::: Text excerpt :::
10 ways MMS makes FEMA look good
1. You got a problem with paper towels? One big reason the means of cleaning up oil spills have barely changed since the Exxon Valdez spill is that the Minerals Management Service’s budget for oil-spill research has been stuck at roughly $6 million a year since 1990. That’s one-tenth of a penny for every dollar MMS has collected in royalties from oil companies for offshore drilling rights over the same period. In real numbers, that’s $129 million spent on research over 20 years while $107 billion was collected. Almost two-thirds of what MMS spends on research goes to maintaining a wave pool in New Jersey where it tests cleanup equipment. The Houston Chronicle has more.
2. What’s $10 billion among friends? In January 2007, the head of MMS, a former energy exploration executive from Wyoming named Rejane “Johnnie” Burton, came under fire from the Interior Department’s inspector general for ignoring or not addressing a leasing error that could have let oil companies avoid paying up to $10 billion in royalties. The inspector general described it as a “jaw-dropping example of bureaucratic bungling.” Burton resigned four months later. See the New York Times story.
3. They aim to please. Noting an annual savings of $340,000 per oil rig, the MMS in 1998 cut in half the number of pressure tests on valves of blowout preventers. An industry executive praised the “flexibility” of MMS regulators. The blowout preventer on the Deepwater Horizon rig failed. Follow the AP’s investigation.
::: Given entries :::
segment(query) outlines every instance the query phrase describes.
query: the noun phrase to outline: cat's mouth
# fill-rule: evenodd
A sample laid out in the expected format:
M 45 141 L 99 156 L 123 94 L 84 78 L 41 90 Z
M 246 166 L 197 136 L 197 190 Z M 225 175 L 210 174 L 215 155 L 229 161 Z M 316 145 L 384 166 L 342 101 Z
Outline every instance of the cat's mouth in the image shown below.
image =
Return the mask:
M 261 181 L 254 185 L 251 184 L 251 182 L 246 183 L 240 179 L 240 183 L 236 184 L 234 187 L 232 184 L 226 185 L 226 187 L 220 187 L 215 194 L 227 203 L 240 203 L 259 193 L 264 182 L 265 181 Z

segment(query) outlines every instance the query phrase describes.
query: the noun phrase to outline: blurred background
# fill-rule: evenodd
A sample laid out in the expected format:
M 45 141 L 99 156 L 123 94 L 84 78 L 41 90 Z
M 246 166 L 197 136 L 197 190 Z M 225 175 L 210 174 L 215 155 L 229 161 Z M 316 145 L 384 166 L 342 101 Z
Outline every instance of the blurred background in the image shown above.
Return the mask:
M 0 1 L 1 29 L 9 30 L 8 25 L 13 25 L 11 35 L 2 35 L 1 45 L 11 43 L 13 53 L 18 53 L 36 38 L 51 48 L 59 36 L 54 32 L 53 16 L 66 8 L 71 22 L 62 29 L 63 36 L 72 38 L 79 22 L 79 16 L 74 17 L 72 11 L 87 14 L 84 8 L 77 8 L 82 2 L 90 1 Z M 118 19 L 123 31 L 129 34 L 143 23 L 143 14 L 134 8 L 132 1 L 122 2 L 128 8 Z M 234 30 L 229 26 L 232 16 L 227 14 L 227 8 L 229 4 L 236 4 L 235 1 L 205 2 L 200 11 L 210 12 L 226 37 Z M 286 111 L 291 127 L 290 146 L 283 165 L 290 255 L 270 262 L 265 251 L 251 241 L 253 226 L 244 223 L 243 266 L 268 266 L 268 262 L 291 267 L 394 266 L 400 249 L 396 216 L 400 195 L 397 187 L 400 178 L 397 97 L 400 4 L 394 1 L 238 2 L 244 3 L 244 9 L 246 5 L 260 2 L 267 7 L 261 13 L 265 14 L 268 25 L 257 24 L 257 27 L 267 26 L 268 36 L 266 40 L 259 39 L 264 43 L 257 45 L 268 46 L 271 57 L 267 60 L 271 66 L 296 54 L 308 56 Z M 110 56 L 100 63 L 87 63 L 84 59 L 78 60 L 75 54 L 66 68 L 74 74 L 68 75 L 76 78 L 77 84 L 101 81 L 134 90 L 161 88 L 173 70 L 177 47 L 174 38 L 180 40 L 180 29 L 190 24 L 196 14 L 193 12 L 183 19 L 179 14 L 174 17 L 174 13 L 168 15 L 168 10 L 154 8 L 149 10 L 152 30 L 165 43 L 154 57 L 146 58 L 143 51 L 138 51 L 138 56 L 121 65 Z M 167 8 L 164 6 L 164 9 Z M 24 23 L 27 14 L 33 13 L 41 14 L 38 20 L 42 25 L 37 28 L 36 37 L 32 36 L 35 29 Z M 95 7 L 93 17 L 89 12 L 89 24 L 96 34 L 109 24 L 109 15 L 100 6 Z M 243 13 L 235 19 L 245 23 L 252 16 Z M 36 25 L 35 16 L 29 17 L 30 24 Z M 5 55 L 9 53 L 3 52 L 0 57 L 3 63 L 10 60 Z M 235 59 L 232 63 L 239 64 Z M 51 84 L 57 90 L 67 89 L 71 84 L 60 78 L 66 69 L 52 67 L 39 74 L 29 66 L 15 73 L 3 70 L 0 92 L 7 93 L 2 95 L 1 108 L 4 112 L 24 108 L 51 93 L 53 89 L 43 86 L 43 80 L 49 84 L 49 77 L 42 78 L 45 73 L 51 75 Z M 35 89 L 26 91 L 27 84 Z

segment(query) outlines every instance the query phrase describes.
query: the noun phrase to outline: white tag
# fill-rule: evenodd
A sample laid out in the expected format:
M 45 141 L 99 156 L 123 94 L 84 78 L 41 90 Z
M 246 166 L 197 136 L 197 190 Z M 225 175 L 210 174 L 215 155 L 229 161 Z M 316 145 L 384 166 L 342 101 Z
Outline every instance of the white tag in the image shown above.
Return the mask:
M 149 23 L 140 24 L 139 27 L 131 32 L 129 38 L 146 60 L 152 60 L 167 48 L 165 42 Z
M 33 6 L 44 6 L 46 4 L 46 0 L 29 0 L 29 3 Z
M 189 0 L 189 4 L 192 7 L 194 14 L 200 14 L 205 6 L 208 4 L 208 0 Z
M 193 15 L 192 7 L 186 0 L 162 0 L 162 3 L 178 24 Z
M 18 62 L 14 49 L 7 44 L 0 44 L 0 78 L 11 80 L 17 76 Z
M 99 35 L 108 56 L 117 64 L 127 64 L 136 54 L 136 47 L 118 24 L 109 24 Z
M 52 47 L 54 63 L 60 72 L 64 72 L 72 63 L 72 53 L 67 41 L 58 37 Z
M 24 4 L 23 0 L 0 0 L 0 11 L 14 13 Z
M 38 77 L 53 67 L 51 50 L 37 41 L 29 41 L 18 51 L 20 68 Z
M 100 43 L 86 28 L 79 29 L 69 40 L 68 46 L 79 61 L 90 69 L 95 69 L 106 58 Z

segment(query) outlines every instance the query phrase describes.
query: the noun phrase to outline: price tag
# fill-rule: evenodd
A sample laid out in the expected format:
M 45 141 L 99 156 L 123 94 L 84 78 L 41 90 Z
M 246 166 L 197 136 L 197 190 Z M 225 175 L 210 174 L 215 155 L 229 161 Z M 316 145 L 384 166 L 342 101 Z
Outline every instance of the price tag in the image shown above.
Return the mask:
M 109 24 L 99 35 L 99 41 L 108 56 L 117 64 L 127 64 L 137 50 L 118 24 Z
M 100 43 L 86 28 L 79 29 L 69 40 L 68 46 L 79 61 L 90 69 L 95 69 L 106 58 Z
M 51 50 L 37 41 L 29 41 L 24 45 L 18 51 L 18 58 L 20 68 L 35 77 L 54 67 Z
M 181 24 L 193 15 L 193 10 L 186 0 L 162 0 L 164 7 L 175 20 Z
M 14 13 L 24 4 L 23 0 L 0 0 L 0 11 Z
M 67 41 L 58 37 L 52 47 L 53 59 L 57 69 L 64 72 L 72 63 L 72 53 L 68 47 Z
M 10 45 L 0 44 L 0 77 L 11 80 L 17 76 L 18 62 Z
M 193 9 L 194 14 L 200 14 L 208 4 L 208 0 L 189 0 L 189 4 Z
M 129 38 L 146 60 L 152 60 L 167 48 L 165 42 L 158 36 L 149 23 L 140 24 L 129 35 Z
:::
# What you should do
Revise the piece on the Minerals Management Service, starting with "2. What’s $10" and going on through "York Times story.", replacing "inspector general" with "internal auditor" wherever it appears.

# Expected output
2. What’s $10 billion among friends? In January 2007, the head of MMS, a former energy exploration executive from Wyoming named Rejane “Johnnie” Burton, came under fire from the Interior Department’s internal auditor for ignoring or not addressing a leasing error that could have let oil companies avoid paying up to $10 billion in royalties. The internal auditor described it as a “jaw-dropping example of bureaucratic bungling.” Burton resigned four months later. See the New York Times story.